Statement of Compatibility with Human Rights

Prepared in accordance with Part 3 of the Human Rights (Parliamentary Scrutiny) Act 2011

Seafarers Rehabilitation and Compensation
(Specification of Medical Examination Interval) Instrument 2019

This legislative instrument is compatible with the human rights and freedoms recognised or declared by the international instruments listed in section 3 of the Human Rights (Parliamentary Scrutiny) Act 2011.

Overview of the legislative instrument

Section 66 of the Seafarers Rehabilitation and Compensation Act 1992 (Seafarers Act) provides that if a notice has been given under section 62 in relation to an injury to an employee, or if an employee has made a claim for compensation under section 63, the employer to whom the notice or claim is given may require the employee to undergo an examination by one legally qualified medical practitioner nominated by the employer. If the employee, without reasonable excuse, does not undergo the examination, or in any way obstructs the examination, the employee’s rights to compensation under the Act, and to institute or continue any proceedings under the Act in relation to compensation, are suspended until the examination takes place.

Section 66 of the Seafarers Act is qualified by subsection 66(6), which provides that an employee must not be required to undergo an examination under section 66 at more frequent intervals than are specified by the Minister by legislative instrument.

Section 83A of the Seafarers Act provides that if a claimant has requested an employer to reconsider a determination under subsection 78(2), the employer may, by written notice given to the claimant, require the employee to undergo an examination by one legally qualified medical practitioner nominated by the employer and require the claimant to give the employer a report by the medical practitioner of the results of the examination. If the employer does not receive such a report, the employer may refuse to reconsider the determination under section 78 until the employer receives the report.

### PROBLEMS TO WORK ON:
a: Answer these questions from the statement of compatibility, each on its own line:
(i) Under section 66, who nominates the medical practitioner who examines the employee?
(ii) According to subsection 66(6), what limits how often an employee can be required to undergo an examination?
(iii) Under section 83A, what may the employer do if it does not receive the practitioner's report?
b: Can you go on with the statement of compatibility, starting after its last sentence?
The data after this point is separate material, unrelated to the statement of compatibility.

### MATERIAL SUPPLIED:
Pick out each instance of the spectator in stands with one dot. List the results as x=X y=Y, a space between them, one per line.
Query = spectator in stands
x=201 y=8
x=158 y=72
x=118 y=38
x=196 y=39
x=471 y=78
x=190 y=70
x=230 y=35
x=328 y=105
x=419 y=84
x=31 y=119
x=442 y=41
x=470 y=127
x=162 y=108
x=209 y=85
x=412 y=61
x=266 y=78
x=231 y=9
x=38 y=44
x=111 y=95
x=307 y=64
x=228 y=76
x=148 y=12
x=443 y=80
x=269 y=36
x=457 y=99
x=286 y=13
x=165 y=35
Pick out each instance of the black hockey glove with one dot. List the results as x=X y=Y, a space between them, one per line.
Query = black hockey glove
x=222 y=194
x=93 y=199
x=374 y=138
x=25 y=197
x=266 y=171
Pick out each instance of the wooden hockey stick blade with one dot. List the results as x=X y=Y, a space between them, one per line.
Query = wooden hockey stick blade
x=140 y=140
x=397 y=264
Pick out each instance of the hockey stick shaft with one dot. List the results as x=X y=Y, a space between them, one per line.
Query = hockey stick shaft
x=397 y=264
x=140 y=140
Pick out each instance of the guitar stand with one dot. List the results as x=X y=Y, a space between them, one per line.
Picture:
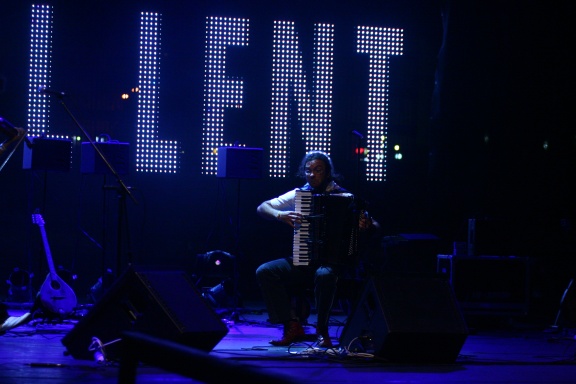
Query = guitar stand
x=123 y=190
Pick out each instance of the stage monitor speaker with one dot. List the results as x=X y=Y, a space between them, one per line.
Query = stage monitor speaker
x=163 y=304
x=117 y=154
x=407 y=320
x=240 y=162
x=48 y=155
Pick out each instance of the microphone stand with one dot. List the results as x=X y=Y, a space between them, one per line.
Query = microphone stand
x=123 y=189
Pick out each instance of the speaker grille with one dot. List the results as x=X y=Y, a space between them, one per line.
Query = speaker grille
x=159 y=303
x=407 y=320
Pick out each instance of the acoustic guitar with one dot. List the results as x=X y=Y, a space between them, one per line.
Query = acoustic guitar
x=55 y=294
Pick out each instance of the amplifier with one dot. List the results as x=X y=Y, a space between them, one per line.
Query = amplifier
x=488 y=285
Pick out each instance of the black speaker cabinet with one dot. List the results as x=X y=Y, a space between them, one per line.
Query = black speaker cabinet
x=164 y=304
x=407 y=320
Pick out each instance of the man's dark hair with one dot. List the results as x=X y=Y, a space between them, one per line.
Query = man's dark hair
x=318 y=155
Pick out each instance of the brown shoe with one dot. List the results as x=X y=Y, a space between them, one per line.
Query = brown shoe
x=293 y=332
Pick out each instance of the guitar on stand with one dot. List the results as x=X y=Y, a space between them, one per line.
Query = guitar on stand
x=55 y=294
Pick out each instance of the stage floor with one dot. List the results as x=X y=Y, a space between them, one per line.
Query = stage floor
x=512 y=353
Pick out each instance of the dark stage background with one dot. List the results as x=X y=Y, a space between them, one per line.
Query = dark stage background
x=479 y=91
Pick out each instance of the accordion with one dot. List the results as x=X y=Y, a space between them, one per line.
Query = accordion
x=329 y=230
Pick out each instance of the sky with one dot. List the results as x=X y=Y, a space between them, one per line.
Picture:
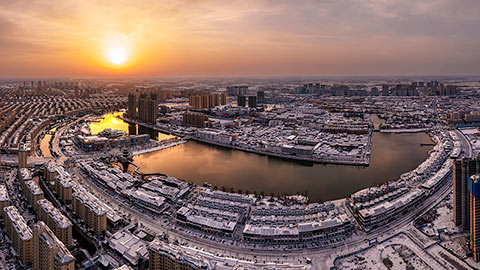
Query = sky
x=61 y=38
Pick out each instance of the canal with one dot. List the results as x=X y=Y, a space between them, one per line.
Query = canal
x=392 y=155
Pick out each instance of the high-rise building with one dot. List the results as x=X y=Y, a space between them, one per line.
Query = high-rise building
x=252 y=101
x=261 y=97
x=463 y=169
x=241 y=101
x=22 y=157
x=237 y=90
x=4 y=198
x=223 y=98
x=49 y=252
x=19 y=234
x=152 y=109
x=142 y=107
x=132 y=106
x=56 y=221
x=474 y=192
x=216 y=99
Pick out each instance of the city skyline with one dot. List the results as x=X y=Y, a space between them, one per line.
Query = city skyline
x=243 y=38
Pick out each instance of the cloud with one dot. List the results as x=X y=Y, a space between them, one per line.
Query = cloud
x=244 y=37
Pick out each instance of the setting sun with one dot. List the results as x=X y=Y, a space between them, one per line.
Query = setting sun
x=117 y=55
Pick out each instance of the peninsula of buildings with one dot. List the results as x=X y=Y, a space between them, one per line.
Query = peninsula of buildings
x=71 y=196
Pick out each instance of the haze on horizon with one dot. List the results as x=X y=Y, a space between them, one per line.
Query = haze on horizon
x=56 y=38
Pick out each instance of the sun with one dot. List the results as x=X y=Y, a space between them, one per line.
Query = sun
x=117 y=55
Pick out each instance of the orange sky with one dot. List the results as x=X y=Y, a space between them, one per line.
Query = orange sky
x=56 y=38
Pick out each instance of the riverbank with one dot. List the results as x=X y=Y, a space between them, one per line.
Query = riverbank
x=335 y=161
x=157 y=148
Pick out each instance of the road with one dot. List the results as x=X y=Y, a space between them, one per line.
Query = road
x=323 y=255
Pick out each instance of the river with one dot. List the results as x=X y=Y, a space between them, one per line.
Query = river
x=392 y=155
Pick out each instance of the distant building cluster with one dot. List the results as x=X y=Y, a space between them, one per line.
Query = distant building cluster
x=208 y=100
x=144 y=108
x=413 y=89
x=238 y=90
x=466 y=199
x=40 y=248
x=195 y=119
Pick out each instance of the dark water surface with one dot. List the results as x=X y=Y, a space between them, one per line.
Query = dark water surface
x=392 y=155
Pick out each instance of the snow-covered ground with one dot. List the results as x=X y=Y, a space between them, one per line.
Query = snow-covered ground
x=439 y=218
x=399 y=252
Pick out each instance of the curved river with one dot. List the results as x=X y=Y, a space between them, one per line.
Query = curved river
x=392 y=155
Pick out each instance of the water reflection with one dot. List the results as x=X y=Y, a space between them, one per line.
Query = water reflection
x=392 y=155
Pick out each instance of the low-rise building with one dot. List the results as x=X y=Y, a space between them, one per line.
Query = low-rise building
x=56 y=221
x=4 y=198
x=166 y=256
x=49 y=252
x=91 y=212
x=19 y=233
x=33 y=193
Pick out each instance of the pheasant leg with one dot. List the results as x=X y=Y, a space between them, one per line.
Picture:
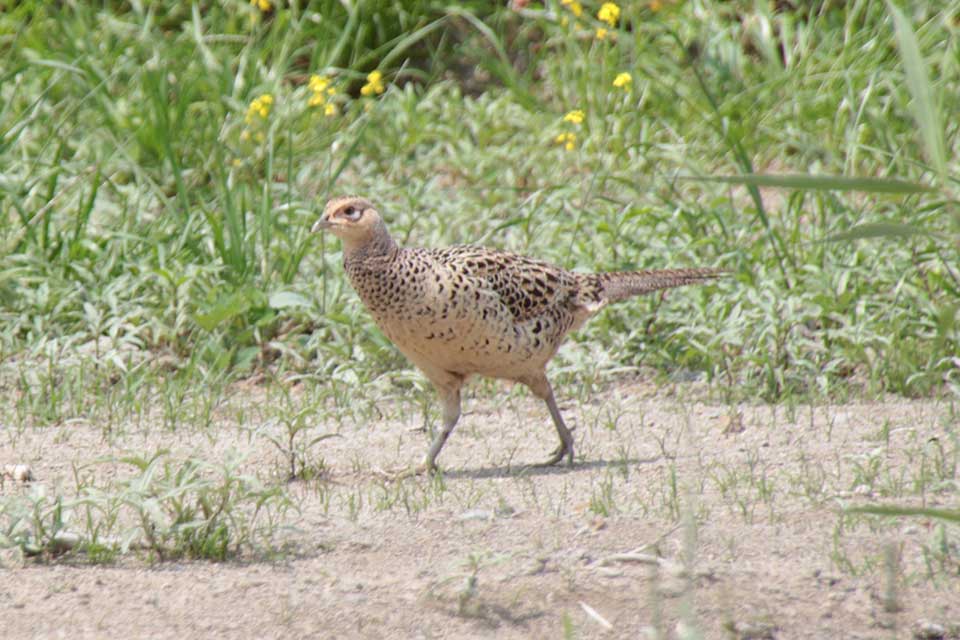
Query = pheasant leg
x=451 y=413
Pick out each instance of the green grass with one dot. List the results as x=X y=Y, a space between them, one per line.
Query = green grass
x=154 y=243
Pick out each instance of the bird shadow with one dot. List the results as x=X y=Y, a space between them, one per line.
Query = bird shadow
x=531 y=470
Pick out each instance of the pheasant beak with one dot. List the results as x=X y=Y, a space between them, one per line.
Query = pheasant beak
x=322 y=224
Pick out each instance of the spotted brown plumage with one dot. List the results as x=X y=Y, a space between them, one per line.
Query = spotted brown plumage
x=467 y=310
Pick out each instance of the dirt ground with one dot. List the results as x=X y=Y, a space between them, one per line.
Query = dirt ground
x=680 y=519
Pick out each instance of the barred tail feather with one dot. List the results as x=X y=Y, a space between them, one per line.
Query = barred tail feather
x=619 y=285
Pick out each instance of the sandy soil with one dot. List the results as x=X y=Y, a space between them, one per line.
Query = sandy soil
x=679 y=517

### ANSWERS TO THE PROBLEMS:
a:
(i) The employer to whom the notice or claim is given.
(ii) The employee must not be required to undergo an examination more often than the intervals the Minister specifies by legislative instrument.
(iii) The employer may refuse to reconsider the determination under section 78 until it receives the report.

b:
Section 83A of the Seafarers Act is qualified by subsection 83A(9), which provides that an employee must not be required to undergo an examination under section 83A at more frequent intervals than are stated by the Minister by legislative instrument.

This instrument is made by the Minister under subsections 66(6) and 83A(9) of the Seafarers Act to specify that an employee must not be required to undergo an examination by the same legally qualified medical practitioner nominated by the employer under section 66 or section 83A more frequently than at one-month intervals. The specified interval is a minimum interval that only applies if the employee undergoes the examination.

For the avoidance of doubt, the intervals specified in this instrument are the minimum intervals for which employees can be required to undergo an examination under sections 66 and 83A of the Seafarers Act. This instrument does not specify, or imply, that employees should be required to undergo an examination at such intervals under sections 66 and 83A of the Seafarers Act

Human rights implications

Article 9 of the International Covenant on Economic, Social and Cultural Rights provides for the right of everyone to social security, including social insurance. General Comment 19 by the Committee on Economic, Social and Cultural Rights elaborates on Article 9, stating that the ‘States parties should … ensure the protection of workers who are injured in the course of employment or other productive work’.1

The workers’ compensation scheme established by the Seafarers Act is a form of social insurance which relevantly provides rehabilitation and compensation support for employees with work-related injuries.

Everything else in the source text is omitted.